Objective: Locate every line in the records below that contains the string "query" and copy each of those lines.
Start Material to process
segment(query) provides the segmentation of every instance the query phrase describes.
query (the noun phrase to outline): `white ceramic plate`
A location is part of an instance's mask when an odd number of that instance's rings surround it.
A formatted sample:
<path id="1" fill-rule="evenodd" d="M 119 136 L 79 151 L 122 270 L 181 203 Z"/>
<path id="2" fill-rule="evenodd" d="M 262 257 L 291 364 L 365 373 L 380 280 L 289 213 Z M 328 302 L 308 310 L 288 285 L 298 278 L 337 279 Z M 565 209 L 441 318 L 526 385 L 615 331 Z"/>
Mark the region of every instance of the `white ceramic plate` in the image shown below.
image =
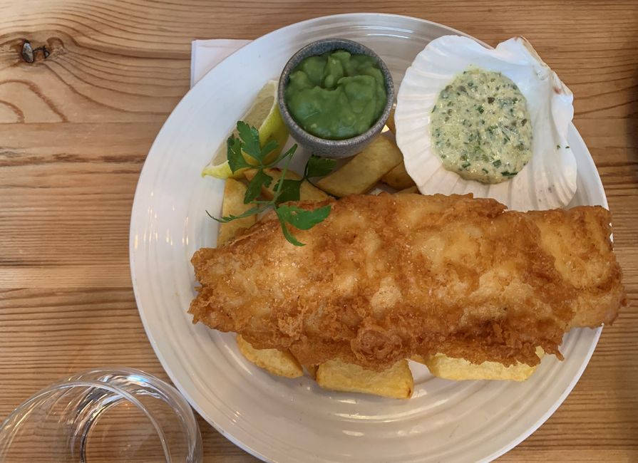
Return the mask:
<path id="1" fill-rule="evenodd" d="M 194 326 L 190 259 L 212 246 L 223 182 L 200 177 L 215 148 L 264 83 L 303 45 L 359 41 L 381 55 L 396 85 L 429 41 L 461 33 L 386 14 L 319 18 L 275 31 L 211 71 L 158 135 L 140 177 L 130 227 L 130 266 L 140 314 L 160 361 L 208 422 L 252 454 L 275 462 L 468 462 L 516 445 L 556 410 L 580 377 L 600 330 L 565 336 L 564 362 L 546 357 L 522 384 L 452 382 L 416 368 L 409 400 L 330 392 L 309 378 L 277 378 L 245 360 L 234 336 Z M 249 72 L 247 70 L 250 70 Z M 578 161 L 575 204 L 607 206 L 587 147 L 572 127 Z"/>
End Material to process
Start Material to process
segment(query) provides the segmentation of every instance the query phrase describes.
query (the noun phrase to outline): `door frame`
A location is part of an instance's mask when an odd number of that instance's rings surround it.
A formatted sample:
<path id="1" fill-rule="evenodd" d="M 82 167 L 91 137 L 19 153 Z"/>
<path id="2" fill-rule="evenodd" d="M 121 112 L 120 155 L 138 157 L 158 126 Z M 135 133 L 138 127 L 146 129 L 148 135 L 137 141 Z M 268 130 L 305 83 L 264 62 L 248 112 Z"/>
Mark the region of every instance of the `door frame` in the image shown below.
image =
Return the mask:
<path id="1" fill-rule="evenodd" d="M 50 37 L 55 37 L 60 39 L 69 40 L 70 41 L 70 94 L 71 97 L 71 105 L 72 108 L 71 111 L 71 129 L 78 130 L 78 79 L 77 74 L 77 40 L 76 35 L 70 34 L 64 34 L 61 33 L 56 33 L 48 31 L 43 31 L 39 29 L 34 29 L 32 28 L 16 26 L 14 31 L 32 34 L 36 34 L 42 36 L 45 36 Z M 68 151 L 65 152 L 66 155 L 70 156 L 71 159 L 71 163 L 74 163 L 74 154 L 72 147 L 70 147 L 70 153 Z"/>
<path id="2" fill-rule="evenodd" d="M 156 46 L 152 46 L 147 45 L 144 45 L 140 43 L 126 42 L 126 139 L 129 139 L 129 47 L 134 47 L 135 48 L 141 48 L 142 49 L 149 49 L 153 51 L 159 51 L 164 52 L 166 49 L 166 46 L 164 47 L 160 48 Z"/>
End Material to process
Task solution:
segment(query) provides the segmentation of every instance the query phrase describes.
query (the noun phrase to outline): `white ceramic plate`
segment(query) provides the segmentation of every instance the query phrase describes.
query (the noun phrase to outline): `door frame`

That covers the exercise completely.